### EXERCISE DESCRIPTION:
Rewrite the rows as a numbered list, leaving out any blank lines, starting with the line that contains "the green and" and going on through the end of the rows. Include only those lines, both ends included.

### EXCERPTED RECORDS:
-------------------------

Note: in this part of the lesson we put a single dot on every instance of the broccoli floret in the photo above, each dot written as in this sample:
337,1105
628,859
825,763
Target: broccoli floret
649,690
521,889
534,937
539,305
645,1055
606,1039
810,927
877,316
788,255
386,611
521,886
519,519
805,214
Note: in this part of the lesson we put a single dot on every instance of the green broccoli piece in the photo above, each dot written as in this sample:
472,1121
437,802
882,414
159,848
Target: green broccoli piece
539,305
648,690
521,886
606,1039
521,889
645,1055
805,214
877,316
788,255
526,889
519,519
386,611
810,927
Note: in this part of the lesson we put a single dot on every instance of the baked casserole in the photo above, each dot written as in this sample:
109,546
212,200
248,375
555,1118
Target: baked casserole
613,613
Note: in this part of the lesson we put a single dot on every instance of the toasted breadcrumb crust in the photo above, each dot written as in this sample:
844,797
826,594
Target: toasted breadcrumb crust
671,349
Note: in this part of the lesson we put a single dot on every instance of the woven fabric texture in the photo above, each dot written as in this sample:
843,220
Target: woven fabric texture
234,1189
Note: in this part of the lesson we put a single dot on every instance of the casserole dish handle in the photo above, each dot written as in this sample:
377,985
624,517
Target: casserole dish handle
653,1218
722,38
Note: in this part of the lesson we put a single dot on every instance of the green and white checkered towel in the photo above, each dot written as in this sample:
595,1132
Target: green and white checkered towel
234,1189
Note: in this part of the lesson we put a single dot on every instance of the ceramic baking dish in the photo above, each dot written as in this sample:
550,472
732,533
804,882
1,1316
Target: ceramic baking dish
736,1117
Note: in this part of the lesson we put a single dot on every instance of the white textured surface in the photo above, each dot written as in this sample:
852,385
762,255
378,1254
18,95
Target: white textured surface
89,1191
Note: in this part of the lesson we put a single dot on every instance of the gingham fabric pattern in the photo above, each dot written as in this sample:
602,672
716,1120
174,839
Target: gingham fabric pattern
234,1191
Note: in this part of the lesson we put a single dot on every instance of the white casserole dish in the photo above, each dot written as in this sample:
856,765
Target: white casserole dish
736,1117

-------------------------

### THE ANSWER:
1. Note: in this part of the lesson we put a single dot on every instance of the green and white checkered towel in the photo above, each dot written as in this sample:
2. 595,1132
3. Target: green and white checkered towel
4. 234,1189
5. Note: in this part of the lesson we put a single dot on every instance of the ceramic baking dish in the photo above, each dot written as in this sample:
6. 550,472
7. 732,533
8. 804,882
9. 1,1316
10. Target: ceramic baking dish
11. 736,1117
12. Note: in this part of the lesson we put a single dot on every instance of the white textured surface in the photo above, each dot written as in this sample:
13. 852,385
14. 762,255
15. 378,1254
16. 18,95
17. Target: white textured surface
18. 89,1191
19. Note: in this part of the lesson we put a single dot on every instance of the gingham fabric pattern in the photo above, each dot written as in this sample:
20. 602,672
21. 716,1120
22. 174,839
23. Target: gingham fabric pattern
24. 234,1191
25. Note: in this part of the lesson we put a single dot on every instance of the white casserole dish in the photo above, each dot written as in this sample:
26. 856,765
27. Target: white casserole dish
28. 736,1117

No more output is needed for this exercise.